### TO-DO LIST
1. In the inverter advice thread, list the devices that kontikiJo wants to use in the motor caravan.
2. According to the inverter advice thread, what wattage is the inverter that vicdicdoc fitted?
3. Explain why vicdicdoc ended up powering the hair drier with the generator, based on the inverter advice thread.

### QUOTED TEXT
'''

# Inverter advice



## kontikiJo (Dec 31, 2007)

I would like to install an inverter in my motor caravan I would therefore appreciate if anyone could advice me on the appropiate one. I have a 75 watts solar panel and I would like to use a laptop, radio and at times a hair dryer. Any idea on price ?

Thank you


----------



## vicdicdoc (May 14, 2005)

Oh no . . hair driers 8O 
I [like others] have gone through the pain of hair driers when not on hook-up 
http://www.motorhomefacts.com/ftopict-18434-hair.html+drier 
[amongst other posts] . . if you do a search 'hair driers' I'm sure there are other threads, to cut a long story short although I have fitted a 1500w inverter it didn't take very long [around 4 or so minutes] before the low battery alarm flashed, In the end Sylv got an 800w hair drier but I found that the [easiest way] was for me to just run our little generator & run the extension cable from it straight to her hair drier.
I tried to convince her to have her hair cut short but the smack in the mouth I received somehow told me that was a no no :wink:


----------



## hilldweller (Mar 8, 2008)

kontikiJo said:


> a hair dryer. Any idea on price ?
> Thank you


For a towel - fiver maybe a tenner for a super one.

'''

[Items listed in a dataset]

'''

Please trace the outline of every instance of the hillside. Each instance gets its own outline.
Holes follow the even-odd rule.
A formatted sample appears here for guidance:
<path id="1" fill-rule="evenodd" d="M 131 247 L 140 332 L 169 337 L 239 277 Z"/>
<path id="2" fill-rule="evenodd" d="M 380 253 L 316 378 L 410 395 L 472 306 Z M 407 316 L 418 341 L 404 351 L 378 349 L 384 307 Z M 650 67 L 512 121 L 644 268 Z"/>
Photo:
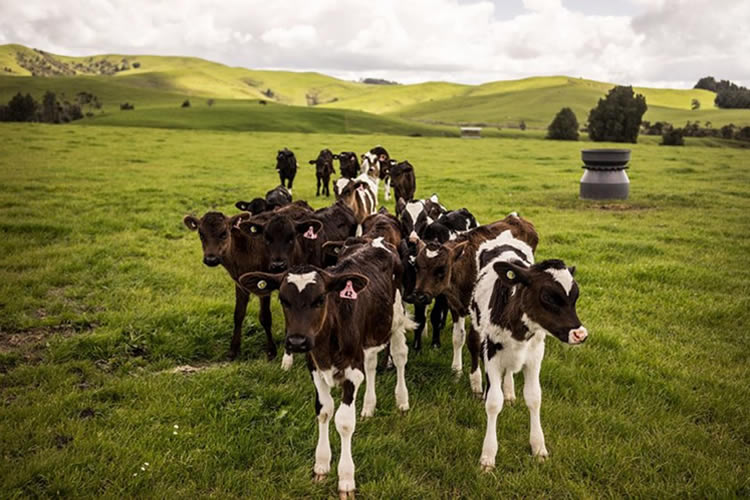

'''

### ANSWERS FOR THIS EXERCISE
1. Laptop, radio, hair dryer

2. 1500w

3. With the 1500w inverter, the low battery alarm flashed after around four minutes. Running the small generator and an extension cable straight to the hair drier turned out to be the easiest way.